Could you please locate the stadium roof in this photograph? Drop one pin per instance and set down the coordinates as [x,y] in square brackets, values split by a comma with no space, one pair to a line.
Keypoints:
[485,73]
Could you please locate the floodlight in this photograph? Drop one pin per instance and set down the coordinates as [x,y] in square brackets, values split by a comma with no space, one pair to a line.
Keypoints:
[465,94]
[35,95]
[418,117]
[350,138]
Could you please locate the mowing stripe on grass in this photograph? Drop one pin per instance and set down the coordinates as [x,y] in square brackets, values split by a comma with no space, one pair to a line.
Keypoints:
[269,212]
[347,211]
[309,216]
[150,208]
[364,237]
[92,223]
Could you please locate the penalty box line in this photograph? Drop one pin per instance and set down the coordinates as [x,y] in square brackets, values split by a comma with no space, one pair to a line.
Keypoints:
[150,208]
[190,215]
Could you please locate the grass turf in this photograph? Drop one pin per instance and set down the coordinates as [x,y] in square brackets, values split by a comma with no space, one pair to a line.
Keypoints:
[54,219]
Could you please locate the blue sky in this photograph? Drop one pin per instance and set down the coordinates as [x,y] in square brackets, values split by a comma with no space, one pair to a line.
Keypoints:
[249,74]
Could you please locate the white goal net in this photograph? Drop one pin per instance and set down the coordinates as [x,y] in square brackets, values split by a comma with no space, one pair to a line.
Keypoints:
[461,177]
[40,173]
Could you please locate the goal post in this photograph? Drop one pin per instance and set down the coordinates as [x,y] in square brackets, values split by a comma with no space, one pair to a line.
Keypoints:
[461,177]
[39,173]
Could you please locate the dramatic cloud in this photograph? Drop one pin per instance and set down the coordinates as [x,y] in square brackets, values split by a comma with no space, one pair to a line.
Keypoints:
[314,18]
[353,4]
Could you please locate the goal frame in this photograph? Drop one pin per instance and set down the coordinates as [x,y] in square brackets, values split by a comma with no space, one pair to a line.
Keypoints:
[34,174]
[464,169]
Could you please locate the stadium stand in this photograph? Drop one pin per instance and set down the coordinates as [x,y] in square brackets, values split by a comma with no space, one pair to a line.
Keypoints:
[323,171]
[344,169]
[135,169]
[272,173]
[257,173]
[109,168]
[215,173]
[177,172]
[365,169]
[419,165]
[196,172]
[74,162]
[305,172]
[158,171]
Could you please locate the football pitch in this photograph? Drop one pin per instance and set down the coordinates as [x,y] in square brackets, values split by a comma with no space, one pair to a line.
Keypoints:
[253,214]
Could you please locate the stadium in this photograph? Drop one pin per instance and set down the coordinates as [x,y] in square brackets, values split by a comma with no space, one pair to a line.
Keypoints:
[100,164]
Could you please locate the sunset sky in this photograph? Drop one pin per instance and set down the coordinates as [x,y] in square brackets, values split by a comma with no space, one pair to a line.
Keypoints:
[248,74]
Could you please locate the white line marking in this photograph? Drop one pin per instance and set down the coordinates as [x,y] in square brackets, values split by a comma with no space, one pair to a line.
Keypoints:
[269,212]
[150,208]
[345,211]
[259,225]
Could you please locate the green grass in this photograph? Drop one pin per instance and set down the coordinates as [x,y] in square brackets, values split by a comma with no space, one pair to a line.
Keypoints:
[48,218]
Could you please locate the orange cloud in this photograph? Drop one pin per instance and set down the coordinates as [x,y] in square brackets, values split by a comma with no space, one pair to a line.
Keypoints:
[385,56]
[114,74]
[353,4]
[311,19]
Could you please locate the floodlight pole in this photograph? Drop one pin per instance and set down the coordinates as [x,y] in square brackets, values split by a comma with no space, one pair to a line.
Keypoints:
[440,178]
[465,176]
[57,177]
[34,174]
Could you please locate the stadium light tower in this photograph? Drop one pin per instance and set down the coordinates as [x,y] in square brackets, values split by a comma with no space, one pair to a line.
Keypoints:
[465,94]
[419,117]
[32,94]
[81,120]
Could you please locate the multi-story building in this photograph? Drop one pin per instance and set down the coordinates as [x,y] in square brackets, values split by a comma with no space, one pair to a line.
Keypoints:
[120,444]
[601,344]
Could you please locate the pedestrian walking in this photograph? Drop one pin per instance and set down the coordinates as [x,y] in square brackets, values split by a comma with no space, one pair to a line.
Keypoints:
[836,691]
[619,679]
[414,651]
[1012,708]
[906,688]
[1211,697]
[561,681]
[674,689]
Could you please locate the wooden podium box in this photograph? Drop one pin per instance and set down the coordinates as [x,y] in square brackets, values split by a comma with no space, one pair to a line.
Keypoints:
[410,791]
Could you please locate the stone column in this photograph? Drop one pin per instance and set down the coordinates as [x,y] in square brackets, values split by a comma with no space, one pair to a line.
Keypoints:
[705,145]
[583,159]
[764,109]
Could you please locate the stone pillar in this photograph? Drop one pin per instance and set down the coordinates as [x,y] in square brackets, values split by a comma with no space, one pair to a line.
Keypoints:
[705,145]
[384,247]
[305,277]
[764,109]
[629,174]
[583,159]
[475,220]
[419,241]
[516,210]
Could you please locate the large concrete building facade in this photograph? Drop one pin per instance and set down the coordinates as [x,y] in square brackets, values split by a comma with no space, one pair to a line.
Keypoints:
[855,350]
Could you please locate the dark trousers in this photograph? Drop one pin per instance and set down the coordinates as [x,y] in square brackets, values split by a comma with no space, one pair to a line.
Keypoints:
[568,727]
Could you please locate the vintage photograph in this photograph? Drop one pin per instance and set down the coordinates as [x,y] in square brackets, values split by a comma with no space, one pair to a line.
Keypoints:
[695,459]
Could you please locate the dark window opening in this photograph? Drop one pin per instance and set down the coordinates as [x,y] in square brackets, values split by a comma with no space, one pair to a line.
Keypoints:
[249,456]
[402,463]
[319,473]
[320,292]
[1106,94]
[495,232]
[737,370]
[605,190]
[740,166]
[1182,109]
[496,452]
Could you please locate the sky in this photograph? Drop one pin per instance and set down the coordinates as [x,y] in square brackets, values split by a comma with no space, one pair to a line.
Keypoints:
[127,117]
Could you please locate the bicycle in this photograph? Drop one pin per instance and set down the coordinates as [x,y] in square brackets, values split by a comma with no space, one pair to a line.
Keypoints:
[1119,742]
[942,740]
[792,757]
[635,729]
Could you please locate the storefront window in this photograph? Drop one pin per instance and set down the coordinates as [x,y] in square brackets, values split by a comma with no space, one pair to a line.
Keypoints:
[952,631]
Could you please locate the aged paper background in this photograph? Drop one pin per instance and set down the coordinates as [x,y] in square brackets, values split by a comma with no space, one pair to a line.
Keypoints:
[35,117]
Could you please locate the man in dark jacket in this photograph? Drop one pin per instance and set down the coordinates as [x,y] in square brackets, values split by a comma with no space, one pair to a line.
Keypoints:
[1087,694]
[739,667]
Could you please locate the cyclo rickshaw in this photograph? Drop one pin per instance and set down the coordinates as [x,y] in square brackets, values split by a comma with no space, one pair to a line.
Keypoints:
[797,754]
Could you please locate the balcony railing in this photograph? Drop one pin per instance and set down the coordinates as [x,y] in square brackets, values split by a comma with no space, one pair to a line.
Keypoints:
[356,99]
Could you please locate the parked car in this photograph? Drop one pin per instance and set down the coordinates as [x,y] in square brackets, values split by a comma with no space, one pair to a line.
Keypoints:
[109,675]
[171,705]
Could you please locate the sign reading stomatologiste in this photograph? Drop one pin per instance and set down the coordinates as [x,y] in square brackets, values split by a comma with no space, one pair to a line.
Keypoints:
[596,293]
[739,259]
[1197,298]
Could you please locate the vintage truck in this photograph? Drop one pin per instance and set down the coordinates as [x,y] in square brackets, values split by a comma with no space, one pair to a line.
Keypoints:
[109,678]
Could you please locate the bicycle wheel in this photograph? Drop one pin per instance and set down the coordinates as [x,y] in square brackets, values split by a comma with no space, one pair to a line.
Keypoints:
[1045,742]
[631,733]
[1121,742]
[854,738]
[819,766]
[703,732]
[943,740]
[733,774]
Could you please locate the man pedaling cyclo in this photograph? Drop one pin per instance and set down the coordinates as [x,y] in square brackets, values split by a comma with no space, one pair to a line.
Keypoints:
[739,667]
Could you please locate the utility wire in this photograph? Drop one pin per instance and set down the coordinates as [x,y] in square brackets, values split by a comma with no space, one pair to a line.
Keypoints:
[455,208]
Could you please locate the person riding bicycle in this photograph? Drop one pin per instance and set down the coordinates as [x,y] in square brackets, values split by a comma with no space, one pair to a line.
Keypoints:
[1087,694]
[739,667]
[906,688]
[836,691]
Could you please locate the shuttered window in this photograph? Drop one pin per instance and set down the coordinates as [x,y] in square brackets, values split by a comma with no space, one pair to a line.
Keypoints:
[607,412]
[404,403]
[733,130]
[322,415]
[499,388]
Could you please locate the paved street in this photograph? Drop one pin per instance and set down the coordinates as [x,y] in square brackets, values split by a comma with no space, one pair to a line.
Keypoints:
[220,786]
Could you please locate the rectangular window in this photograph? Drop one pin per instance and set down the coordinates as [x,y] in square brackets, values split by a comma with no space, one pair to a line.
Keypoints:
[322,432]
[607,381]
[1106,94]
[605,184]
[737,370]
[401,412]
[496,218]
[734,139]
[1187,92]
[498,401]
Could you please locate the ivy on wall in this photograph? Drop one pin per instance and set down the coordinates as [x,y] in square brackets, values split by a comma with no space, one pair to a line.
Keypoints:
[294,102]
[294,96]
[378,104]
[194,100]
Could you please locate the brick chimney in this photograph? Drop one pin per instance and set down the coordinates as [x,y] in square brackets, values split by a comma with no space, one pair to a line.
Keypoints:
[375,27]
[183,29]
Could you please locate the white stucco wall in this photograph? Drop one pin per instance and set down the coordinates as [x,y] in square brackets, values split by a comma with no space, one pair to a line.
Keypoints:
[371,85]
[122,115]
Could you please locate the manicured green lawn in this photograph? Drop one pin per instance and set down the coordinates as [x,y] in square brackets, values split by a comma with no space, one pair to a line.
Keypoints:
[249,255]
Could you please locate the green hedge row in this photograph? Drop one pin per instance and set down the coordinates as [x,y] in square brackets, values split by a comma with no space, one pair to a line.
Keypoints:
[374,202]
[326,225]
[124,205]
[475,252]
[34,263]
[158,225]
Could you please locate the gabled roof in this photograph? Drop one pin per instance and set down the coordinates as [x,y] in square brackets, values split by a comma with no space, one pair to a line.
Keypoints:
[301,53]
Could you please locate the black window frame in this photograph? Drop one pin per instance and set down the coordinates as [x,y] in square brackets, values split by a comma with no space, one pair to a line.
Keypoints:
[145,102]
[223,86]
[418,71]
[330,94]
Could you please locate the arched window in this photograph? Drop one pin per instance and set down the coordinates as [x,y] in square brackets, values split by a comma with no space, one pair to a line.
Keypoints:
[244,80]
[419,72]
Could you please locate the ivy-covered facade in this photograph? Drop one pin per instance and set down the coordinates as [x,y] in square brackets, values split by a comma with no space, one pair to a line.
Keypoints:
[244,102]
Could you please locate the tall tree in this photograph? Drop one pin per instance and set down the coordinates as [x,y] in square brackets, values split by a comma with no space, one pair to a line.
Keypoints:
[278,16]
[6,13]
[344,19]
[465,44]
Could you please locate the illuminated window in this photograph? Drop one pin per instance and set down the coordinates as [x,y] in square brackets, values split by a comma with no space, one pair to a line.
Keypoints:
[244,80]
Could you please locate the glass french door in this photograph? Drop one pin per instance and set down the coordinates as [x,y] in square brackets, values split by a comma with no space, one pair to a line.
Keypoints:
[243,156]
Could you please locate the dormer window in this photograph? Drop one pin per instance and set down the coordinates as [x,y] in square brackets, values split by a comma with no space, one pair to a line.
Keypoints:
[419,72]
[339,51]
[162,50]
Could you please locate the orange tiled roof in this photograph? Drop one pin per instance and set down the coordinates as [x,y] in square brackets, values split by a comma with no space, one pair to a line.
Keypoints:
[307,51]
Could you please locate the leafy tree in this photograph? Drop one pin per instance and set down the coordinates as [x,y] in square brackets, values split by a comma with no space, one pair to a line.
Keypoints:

-- -- --

> [What to produce]: When the word "goal" appears in a line of the listing, pull that line out.

> [Response to the task]:
Could you please locate the white goal net in this photograph? Drop one pin per instance and set down the coordinates as [x,y] in square brackets, values split by a comma with no space, one pair to a line.
Could you please locate the goal post in this photograph? Drop one pin per instance and set down the coordinates as [x,y] in square brackets, values split by a comma with no space, one pair to a line.
Could you please locate the goal frame in this photograph? Drop one pin per instance and set down the coordinates as [x,y] in square brackets, values split by a comma with no space, one pair to a line.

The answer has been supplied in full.